(What the task asks):
Copy the following items word for word, starting at the line that contains "For every instance of the plastic" and ending at the last line of the items, with both of those lines included.

Data items:
===

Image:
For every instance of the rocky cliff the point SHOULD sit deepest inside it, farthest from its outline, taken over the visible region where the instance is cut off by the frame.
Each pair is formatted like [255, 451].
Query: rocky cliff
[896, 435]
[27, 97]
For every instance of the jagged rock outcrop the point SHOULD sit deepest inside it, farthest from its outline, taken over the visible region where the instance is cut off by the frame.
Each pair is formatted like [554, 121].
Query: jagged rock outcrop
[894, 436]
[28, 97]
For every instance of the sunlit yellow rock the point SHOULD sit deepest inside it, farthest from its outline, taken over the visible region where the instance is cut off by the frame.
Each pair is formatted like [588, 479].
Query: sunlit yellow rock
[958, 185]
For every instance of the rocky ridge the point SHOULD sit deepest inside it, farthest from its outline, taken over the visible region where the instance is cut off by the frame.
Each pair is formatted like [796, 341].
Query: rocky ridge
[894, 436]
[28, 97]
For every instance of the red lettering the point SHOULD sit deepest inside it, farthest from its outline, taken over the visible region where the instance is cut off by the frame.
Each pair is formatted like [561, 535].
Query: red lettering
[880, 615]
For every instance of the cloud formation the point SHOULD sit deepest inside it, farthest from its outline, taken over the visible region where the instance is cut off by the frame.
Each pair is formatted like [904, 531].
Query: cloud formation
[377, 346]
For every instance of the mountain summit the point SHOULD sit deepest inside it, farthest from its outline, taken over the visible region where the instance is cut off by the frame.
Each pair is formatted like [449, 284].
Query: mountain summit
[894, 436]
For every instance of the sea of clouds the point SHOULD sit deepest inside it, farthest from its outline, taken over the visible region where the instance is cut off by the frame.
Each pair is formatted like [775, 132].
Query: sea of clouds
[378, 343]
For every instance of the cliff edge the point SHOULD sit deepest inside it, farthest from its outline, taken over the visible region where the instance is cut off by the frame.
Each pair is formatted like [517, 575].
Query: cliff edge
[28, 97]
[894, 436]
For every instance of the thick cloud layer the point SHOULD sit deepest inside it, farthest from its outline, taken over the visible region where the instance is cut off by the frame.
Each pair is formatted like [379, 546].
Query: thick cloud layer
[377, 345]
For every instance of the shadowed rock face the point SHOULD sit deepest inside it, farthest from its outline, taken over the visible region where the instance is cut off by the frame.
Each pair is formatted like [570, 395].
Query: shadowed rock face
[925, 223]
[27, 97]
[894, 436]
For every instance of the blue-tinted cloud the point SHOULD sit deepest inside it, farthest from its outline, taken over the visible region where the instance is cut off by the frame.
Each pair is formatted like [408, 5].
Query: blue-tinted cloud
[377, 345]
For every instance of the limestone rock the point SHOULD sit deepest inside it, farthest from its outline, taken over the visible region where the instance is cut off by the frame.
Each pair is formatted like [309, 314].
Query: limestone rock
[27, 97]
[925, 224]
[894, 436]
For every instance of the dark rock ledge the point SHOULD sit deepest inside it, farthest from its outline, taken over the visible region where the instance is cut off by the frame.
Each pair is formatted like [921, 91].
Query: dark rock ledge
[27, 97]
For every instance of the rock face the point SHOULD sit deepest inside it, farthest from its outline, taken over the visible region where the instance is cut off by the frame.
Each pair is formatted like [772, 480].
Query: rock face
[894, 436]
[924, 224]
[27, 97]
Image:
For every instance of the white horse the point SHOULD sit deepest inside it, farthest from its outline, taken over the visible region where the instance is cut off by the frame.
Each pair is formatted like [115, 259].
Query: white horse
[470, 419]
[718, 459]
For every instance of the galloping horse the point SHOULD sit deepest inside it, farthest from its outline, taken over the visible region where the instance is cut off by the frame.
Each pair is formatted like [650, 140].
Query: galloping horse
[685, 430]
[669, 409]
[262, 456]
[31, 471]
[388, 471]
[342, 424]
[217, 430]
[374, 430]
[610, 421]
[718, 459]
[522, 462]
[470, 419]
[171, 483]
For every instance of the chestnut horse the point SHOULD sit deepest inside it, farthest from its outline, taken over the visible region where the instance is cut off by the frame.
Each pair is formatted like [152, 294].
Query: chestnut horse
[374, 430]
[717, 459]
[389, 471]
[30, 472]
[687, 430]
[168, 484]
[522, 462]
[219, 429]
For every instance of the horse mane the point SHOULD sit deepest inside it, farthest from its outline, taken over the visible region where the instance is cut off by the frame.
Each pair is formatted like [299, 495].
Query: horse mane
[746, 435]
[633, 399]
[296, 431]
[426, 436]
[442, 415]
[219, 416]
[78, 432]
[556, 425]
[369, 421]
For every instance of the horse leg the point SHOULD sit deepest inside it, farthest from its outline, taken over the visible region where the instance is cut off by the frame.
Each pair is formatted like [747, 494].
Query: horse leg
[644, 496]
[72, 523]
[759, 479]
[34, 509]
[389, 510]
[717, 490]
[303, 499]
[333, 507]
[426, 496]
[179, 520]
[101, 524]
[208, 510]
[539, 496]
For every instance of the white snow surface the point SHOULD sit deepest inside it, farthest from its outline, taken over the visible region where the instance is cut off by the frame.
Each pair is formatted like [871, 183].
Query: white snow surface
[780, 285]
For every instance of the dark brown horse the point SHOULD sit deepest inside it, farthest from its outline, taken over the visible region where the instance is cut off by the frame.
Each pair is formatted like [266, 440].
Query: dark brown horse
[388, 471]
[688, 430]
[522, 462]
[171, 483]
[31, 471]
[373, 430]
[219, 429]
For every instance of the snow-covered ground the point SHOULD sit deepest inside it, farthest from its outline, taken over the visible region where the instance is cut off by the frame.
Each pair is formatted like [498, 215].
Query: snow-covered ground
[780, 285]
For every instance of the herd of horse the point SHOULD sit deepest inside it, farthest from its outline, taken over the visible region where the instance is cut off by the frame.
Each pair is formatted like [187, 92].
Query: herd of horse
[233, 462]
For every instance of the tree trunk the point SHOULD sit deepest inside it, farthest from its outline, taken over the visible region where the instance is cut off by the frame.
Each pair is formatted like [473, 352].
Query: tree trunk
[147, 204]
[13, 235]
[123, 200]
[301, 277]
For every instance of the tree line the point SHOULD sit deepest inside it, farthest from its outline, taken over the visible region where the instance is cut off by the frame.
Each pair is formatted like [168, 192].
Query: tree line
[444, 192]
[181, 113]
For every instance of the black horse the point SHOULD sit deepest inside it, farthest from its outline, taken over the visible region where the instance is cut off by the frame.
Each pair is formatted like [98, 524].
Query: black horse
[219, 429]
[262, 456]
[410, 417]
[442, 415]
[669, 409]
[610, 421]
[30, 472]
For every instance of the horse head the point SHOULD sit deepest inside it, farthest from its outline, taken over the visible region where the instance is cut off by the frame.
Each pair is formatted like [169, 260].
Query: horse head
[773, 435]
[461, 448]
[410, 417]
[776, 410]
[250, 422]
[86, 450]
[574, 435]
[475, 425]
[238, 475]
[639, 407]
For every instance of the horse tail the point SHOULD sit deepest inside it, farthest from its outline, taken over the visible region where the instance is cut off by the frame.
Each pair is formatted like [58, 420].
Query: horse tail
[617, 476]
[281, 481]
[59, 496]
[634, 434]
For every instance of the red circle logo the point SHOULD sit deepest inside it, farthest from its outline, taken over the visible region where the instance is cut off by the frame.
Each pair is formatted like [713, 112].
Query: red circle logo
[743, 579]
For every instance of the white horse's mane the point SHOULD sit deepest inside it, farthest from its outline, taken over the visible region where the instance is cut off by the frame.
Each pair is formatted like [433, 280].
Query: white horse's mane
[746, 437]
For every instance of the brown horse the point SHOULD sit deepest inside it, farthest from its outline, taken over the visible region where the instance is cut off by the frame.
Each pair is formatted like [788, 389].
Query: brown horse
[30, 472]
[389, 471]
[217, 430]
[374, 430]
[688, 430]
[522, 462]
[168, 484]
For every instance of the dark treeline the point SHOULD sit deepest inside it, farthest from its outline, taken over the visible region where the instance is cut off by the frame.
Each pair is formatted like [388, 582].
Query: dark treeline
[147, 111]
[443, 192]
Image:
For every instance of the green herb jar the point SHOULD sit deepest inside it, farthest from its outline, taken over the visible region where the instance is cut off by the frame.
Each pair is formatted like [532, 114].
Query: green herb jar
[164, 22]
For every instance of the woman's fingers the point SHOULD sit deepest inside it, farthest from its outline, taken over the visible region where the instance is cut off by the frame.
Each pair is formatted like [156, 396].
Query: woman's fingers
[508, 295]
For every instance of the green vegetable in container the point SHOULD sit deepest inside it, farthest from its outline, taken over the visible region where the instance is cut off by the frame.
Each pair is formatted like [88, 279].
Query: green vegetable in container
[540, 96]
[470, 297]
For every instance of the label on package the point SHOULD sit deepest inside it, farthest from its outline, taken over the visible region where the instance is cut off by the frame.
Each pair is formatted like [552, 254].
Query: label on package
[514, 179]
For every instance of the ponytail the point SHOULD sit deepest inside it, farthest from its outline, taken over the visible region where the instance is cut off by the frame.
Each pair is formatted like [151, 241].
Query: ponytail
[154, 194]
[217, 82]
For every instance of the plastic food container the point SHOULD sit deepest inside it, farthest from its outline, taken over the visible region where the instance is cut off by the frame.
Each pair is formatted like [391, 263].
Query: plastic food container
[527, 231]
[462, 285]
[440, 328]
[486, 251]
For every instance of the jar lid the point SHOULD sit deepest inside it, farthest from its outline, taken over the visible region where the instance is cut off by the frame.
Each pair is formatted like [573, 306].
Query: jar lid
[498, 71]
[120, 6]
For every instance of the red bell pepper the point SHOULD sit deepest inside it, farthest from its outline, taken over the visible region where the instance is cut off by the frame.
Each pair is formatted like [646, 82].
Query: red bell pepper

===

(Correct output):
For every instance of the plastic food container the point SHOULD sit deepest inside it, farthest from its outline, taken over the visible region where the instance is cut off by the frame.
Each pair is formatted like [391, 263].
Query: plastic food container
[527, 231]
[462, 285]
[440, 328]
[486, 251]
For every instance of the jar lid the point SHOULD sit deepest inside it, farthest from its outline, taken over the visible region where the instance is cut off by the frame.
Each pair is formatted like [573, 306].
Query: jar lid
[498, 71]
[120, 6]
For every instance of the red bell pepper the point SHOULD sit deepest inside it, farthest from its outline, taken over the visible region where the instance is cut off by the frame.
Each pair is formatted like [646, 82].
Query: red bell pepper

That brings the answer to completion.